** START DATA SHOWN **

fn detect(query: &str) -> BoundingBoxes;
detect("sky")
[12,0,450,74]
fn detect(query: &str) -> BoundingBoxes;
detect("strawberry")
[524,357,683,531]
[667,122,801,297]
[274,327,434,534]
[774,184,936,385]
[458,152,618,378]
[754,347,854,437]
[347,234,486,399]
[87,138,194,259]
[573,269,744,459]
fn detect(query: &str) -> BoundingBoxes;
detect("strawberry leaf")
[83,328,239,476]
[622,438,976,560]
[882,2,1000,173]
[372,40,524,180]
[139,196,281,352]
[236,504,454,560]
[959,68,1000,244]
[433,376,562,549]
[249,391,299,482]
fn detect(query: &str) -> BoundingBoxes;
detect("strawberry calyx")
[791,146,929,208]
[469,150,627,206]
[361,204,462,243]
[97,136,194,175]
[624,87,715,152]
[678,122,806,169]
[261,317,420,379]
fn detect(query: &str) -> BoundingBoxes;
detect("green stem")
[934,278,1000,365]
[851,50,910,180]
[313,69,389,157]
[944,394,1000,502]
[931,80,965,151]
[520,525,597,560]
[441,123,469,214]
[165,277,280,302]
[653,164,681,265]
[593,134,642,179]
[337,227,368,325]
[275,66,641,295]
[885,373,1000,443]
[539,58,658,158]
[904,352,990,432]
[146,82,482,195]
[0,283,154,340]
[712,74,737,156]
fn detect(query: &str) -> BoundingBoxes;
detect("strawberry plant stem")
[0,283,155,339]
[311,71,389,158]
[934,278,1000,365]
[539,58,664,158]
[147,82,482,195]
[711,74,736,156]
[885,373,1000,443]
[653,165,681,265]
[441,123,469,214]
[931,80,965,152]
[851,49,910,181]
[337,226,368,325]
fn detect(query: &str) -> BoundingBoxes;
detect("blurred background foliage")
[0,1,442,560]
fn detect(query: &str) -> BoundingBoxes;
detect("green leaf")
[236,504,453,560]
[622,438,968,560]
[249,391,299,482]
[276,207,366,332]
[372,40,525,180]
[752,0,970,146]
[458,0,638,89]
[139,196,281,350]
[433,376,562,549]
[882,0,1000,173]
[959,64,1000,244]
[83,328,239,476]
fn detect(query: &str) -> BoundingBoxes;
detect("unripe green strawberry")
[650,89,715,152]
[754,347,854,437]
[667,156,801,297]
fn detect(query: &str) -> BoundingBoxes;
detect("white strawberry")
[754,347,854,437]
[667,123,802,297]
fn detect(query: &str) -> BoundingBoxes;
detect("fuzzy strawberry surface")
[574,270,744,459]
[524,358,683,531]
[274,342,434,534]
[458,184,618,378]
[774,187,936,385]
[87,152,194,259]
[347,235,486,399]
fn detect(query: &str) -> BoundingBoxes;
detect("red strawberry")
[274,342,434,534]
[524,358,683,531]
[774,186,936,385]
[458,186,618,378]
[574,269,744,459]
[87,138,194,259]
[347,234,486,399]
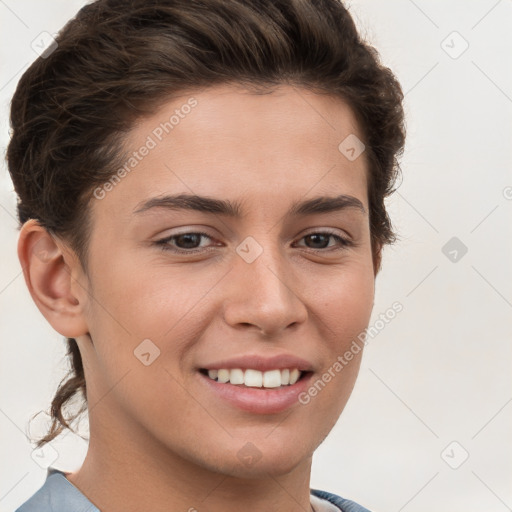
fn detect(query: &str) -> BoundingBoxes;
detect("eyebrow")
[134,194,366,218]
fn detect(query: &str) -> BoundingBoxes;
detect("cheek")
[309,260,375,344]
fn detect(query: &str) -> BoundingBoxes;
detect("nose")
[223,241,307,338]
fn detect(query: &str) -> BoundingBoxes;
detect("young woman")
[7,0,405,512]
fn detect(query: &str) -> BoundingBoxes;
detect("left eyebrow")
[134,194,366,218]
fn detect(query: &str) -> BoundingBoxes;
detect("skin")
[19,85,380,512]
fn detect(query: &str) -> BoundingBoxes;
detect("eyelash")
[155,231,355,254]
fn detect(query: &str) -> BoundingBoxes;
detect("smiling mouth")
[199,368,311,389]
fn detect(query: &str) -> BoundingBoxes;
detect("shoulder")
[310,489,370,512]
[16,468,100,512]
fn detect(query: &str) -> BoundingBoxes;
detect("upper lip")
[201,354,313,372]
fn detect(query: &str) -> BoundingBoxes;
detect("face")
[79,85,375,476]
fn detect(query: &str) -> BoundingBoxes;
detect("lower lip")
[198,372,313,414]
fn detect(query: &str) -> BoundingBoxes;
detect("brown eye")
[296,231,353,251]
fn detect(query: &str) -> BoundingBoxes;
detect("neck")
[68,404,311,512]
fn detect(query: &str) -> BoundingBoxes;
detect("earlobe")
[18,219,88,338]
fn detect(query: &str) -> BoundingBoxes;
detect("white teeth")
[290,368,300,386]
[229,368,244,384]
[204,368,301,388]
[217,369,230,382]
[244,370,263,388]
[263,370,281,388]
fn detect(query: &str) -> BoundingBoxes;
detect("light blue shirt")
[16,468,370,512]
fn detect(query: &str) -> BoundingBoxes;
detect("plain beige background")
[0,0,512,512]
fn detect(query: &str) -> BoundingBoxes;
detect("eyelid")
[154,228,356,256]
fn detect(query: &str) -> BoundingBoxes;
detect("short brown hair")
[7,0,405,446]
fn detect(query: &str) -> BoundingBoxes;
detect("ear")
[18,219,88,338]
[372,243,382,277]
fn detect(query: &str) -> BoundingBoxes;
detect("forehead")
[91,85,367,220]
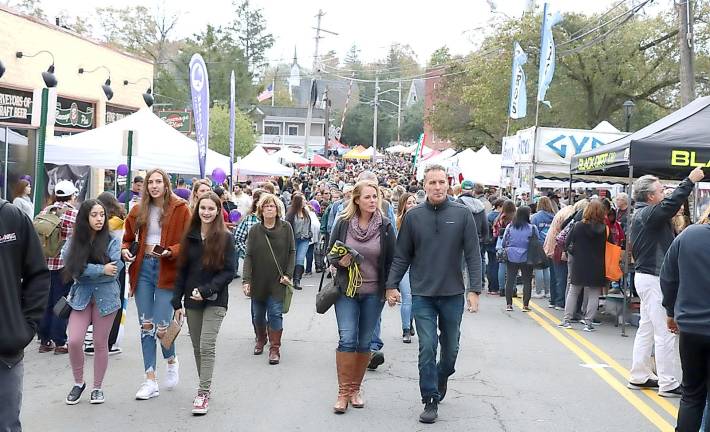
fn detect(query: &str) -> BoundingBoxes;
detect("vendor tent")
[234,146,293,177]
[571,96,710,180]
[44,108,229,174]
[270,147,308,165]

** END DATA SHOWN **
** START DATA SHOWN **

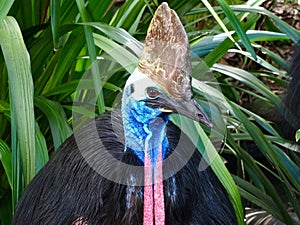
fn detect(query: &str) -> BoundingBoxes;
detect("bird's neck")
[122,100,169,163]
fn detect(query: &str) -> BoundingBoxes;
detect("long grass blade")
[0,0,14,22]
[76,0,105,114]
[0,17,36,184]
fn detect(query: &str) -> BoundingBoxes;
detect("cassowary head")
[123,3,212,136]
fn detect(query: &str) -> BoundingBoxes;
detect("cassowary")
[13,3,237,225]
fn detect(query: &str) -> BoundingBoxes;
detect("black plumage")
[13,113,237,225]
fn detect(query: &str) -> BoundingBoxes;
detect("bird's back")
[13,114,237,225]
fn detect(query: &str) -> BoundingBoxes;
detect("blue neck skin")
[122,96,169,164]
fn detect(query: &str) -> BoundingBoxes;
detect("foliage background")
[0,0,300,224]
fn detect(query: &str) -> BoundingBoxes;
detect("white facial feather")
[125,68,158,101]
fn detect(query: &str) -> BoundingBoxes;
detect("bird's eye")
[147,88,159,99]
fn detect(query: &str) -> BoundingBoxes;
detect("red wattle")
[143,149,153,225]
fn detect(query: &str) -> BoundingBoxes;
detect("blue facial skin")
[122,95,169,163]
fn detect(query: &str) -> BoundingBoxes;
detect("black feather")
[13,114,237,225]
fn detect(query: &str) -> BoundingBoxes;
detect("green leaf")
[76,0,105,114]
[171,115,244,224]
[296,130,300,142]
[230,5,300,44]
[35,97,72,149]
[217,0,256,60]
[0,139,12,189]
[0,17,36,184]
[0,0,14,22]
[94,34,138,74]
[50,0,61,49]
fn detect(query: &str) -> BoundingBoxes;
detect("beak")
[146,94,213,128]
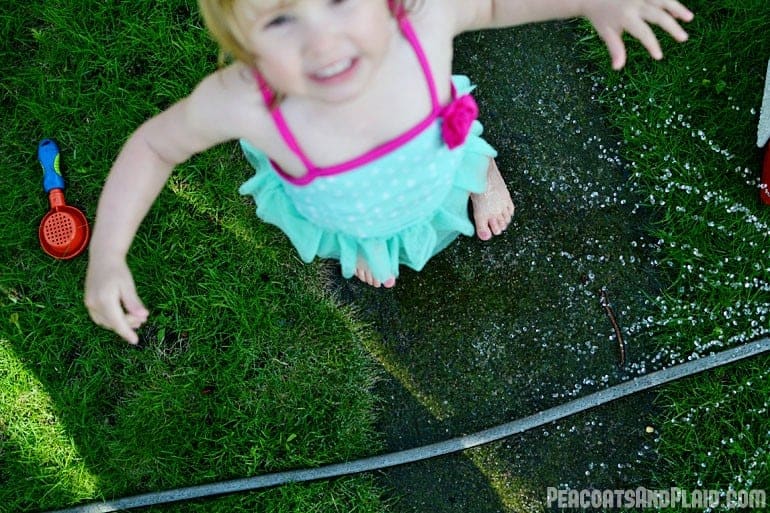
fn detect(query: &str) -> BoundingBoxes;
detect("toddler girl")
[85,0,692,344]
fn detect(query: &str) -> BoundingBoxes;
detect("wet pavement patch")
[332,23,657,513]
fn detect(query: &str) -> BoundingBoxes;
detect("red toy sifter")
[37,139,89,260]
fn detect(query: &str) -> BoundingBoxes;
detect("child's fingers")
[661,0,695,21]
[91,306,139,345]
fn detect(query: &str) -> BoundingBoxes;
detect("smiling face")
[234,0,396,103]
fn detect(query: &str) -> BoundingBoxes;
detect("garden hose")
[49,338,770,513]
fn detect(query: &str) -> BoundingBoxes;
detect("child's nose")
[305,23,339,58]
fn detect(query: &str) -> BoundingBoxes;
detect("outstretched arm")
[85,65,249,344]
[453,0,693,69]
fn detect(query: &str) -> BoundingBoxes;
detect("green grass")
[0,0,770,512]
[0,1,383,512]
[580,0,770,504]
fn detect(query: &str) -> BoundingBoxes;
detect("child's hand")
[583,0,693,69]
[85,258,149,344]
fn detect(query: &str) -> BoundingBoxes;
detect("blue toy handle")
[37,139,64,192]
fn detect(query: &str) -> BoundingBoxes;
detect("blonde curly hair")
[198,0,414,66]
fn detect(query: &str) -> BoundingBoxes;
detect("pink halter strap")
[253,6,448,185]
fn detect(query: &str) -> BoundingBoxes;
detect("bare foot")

** END DATA SHOWN **

__YOUR OBJECTIVE__: Copy out every line in the listing above that contains the word "eyebrow".

__RESPONSE TO THE EXERCISE__:
detect("eyebrow")
detect("left eyebrow")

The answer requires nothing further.